Your instructions: Please show every line of the entries below that contains the word "evenodd", matching case exactly.

## Start Data for this exercise

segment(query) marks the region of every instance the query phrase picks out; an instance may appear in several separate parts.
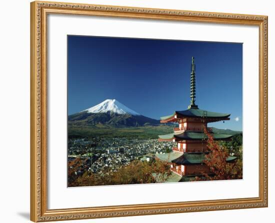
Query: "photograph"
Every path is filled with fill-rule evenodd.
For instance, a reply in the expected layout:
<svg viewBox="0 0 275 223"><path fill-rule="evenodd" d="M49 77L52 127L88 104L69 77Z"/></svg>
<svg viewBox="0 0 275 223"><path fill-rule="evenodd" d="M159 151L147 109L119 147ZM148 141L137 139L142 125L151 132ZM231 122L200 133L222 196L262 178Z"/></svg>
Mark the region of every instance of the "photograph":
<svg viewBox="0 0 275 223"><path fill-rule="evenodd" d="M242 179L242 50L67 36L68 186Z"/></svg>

## End Data for this exercise
## Start Data for this exercise

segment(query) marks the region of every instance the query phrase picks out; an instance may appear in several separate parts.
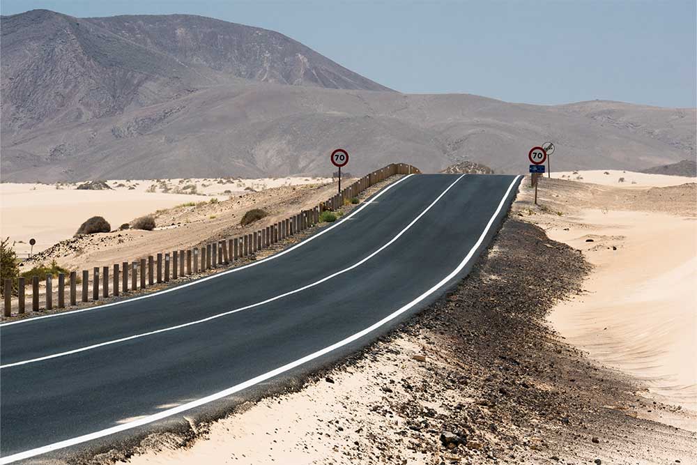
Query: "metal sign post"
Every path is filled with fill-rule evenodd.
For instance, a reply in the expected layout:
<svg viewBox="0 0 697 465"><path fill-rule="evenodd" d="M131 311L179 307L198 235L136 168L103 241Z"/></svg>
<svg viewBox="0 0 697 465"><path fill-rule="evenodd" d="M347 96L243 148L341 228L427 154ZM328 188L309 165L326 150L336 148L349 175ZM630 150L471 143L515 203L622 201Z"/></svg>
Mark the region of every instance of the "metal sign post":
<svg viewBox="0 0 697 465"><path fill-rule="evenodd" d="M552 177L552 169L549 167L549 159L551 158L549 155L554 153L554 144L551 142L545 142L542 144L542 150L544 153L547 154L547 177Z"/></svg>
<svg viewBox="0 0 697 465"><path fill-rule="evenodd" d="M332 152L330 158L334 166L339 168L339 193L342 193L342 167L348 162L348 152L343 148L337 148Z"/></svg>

## End Data for this exercise

Solution for this task:
Every path is filled with fill-rule evenodd.
<svg viewBox="0 0 275 223"><path fill-rule="evenodd" d="M49 77L52 127L88 104L69 77Z"/></svg>
<svg viewBox="0 0 275 223"><path fill-rule="evenodd" d="M159 151L147 109L119 147ZM148 141L137 139L142 125L151 132ZM231 122L200 133L222 196L262 178Z"/></svg>
<svg viewBox="0 0 275 223"><path fill-rule="evenodd" d="M242 179L242 50L67 36L68 186Z"/></svg>
Every path is filled with fill-rule evenodd.
<svg viewBox="0 0 697 465"><path fill-rule="evenodd" d="M131 311L179 307L198 235L136 168L103 241Z"/></svg>
<svg viewBox="0 0 697 465"><path fill-rule="evenodd" d="M347 96L243 148L341 228L427 154ZM328 188L309 165L326 150L336 148L349 175ZM630 150L471 143L515 203L622 201Z"/></svg>
<svg viewBox="0 0 697 465"><path fill-rule="evenodd" d="M552 177L552 169L549 167L549 159L551 158L549 155L554 153L554 144L551 142L545 142L542 144L542 150L544 153L547 154L547 177Z"/></svg>
<svg viewBox="0 0 697 465"><path fill-rule="evenodd" d="M332 152L330 158L334 166L339 168L339 193L342 193L342 167L348 162L348 152L343 148L337 148Z"/></svg>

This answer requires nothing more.